=== Document extract ===
Honestly, I didn't think it was going to take all day to lay the seed, spread peat moss over the whole yard, and setup my sprinklers. But it did. Whatever....my wife was already ready to kill me at this point.

Area along the driveway. I raised the ground to level with the driveway with topsoil, seeded, and peat mossed



Otherside of the driveway, pre peat moss. Again, i didn't intend to do a "reno" on this area it was a last minute impulse decision on the dirt. Hopefully, I got enough seed down on this area. I rolled the seed in with the lawn roller.



Close up of the seed



I used this compost spreader to spread the peat moss over the whole yard after slit seeding it. As you can see the 2" lawn still looks pretty thick and green in a lot of spots. I'm not optimistic the overseed is going to work in these areas. The compost spreader is awesome by the way. Huge time saver when putting down peat moss. The hardest part is getting the peat moss in it.





As it gets dark, I finally start my watering (is this a no no because of disease? Who knows the seed needed to get wet)


----------



## chriscarigs (Jul 10, 2018)
=== Given data ===
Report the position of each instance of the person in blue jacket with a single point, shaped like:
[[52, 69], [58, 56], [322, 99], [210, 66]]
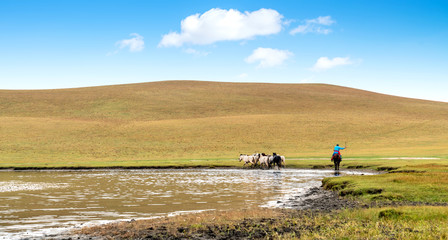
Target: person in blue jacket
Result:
[[337, 150]]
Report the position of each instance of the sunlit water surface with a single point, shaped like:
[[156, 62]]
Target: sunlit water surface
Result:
[[35, 203]]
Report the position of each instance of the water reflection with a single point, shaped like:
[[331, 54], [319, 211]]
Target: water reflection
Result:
[[35, 202]]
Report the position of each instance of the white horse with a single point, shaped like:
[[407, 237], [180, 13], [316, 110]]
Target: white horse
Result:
[[264, 160], [247, 159], [250, 159], [283, 161]]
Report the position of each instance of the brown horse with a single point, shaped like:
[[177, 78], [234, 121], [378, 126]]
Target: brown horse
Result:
[[336, 158]]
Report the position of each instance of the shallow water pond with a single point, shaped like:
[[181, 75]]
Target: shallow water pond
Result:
[[35, 203]]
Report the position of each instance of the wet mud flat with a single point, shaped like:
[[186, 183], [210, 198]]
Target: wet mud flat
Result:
[[292, 217], [283, 220]]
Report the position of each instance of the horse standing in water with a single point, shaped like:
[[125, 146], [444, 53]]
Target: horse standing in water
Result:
[[336, 159], [276, 160]]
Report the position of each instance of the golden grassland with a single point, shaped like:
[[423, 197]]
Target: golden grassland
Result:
[[181, 121]]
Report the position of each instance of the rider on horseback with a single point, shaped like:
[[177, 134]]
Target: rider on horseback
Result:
[[337, 151]]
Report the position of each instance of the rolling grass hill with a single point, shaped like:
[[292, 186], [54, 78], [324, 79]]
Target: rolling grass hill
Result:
[[158, 122]]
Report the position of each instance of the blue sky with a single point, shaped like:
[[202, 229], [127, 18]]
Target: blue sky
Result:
[[392, 47]]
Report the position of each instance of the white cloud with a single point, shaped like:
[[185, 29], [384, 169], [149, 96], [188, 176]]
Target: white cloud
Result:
[[195, 52], [135, 44], [314, 26], [224, 25], [268, 57], [324, 63]]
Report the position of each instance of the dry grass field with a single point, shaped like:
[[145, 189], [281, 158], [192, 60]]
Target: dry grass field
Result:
[[161, 122]]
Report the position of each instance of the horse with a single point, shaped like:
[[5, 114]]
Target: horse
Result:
[[249, 159], [256, 158], [336, 159], [276, 160], [264, 160], [246, 159], [283, 161]]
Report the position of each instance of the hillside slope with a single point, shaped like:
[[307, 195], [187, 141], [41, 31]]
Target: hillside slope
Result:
[[191, 119]]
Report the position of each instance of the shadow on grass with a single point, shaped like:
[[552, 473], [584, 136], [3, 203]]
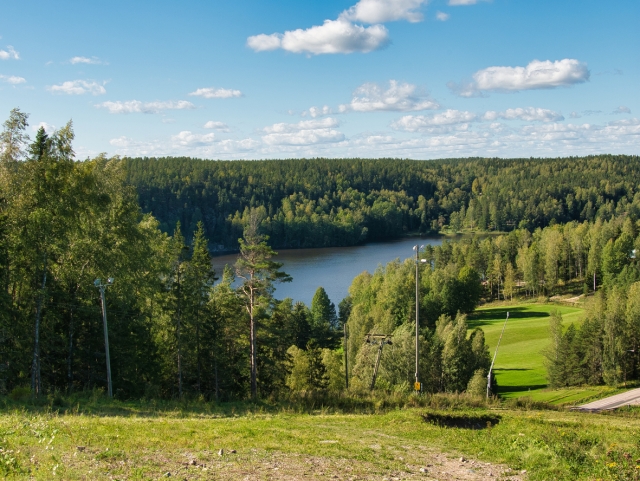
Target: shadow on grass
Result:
[[509, 389], [499, 314], [463, 421]]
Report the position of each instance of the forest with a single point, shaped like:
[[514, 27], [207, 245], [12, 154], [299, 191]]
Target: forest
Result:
[[178, 329], [340, 202]]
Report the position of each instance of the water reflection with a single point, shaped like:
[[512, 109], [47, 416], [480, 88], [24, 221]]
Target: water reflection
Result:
[[334, 267]]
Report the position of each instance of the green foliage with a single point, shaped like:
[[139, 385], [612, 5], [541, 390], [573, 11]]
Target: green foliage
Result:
[[333, 202], [324, 321]]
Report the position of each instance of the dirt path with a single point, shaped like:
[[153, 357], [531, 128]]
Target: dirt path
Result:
[[257, 465]]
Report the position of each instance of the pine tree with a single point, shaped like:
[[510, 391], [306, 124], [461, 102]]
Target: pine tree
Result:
[[324, 322], [258, 273]]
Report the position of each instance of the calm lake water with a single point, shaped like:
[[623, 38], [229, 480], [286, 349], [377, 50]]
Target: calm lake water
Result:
[[334, 267]]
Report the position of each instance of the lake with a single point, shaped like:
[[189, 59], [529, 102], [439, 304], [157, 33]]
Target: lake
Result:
[[333, 267]]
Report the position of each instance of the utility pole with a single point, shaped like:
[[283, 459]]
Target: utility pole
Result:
[[380, 339], [494, 358], [101, 287], [346, 358]]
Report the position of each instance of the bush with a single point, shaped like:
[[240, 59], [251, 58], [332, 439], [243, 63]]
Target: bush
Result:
[[20, 393]]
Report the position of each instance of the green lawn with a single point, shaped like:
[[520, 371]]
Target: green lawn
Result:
[[145, 444], [519, 366]]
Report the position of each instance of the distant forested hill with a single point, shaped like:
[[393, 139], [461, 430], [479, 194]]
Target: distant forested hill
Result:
[[335, 202]]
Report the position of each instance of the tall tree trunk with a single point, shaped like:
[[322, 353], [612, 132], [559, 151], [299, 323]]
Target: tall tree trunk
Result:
[[252, 333], [36, 381], [198, 354], [70, 355]]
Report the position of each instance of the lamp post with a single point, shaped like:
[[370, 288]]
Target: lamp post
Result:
[[101, 287], [418, 386]]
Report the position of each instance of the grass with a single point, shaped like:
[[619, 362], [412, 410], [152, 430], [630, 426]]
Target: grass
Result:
[[278, 443], [519, 366]]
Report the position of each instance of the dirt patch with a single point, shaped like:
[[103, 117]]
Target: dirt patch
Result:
[[463, 421], [259, 465]]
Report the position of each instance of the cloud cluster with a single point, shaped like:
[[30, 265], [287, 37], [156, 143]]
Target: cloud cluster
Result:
[[382, 11], [189, 139], [622, 110], [536, 75], [214, 93], [417, 123], [529, 114], [305, 132], [9, 53], [12, 79], [320, 137], [462, 2], [398, 97], [78, 87], [136, 106], [47, 127], [85, 60], [314, 112], [213, 125], [334, 36], [342, 35]]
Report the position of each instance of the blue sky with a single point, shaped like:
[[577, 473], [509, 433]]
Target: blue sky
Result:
[[262, 79]]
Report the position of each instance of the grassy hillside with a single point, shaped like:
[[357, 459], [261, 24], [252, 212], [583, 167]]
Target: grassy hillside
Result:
[[519, 366], [142, 443]]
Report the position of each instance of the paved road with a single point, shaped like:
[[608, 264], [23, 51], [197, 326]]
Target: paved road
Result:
[[624, 399]]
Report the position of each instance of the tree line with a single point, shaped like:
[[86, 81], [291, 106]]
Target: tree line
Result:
[[177, 328], [339, 202]]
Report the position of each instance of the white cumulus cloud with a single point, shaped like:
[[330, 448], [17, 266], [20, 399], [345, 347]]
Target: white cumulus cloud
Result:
[[622, 110], [221, 126], [536, 75], [12, 79], [317, 111], [381, 11], [189, 139], [136, 106], [529, 114], [305, 132], [85, 60], [78, 87], [214, 93], [398, 97], [9, 53], [416, 123], [47, 127], [334, 36]]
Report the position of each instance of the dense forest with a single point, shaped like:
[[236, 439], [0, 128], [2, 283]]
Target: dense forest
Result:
[[337, 202], [176, 328]]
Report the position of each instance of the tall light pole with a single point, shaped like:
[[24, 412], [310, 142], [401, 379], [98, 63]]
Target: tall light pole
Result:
[[101, 287], [418, 386]]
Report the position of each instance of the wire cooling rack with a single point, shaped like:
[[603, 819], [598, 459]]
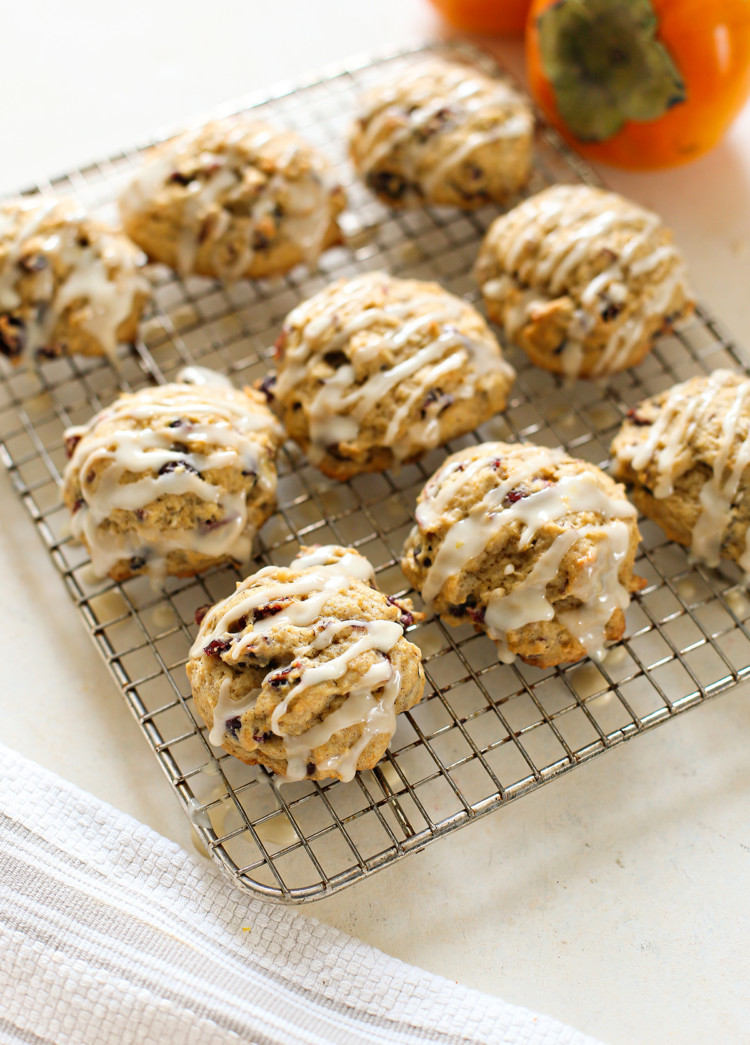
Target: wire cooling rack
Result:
[[485, 733]]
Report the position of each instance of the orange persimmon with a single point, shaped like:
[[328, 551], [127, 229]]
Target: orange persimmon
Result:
[[639, 84], [485, 16]]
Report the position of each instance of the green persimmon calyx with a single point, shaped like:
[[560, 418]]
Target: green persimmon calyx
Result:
[[606, 65]]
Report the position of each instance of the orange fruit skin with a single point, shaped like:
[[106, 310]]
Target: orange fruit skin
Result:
[[709, 40], [506, 17]]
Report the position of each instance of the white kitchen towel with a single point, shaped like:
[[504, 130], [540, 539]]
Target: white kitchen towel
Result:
[[111, 934]]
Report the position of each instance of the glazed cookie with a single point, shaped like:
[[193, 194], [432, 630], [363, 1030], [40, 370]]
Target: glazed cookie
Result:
[[686, 456], [533, 547], [443, 133], [583, 280], [233, 199], [303, 669], [68, 283], [172, 480], [374, 371]]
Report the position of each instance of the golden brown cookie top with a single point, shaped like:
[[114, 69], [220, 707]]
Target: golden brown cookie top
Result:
[[426, 133], [174, 466], [297, 656], [693, 442], [59, 262], [607, 265], [507, 533], [377, 365], [233, 189]]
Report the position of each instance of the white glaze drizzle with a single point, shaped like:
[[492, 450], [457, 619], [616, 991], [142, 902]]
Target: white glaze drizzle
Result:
[[668, 449], [598, 588], [341, 407], [569, 219], [306, 214], [350, 563], [429, 88], [362, 706], [219, 421], [108, 300]]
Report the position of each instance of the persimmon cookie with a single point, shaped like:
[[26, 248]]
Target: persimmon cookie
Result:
[[685, 456], [304, 668], [443, 133], [375, 371], [583, 280], [172, 480], [531, 546], [69, 284], [234, 199]]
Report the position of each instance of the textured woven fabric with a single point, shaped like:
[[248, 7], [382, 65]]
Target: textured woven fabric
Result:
[[111, 934]]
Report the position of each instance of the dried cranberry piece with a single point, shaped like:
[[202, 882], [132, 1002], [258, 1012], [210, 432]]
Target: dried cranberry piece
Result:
[[237, 625], [406, 618], [280, 343], [13, 338], [216, 647], [281, 677], [233, 725], [635, 417], [389, 184], [266, 386], [212, 525]]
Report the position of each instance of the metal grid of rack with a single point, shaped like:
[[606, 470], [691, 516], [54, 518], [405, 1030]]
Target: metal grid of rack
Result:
[[486, 733]]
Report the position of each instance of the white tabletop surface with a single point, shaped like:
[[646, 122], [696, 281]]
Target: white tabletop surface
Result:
===
Exercise requirements:
In the lawn overseeding post above, what tool did the writer use to spread the peat moss over the whole yard?

Task answer:
A compost spreader.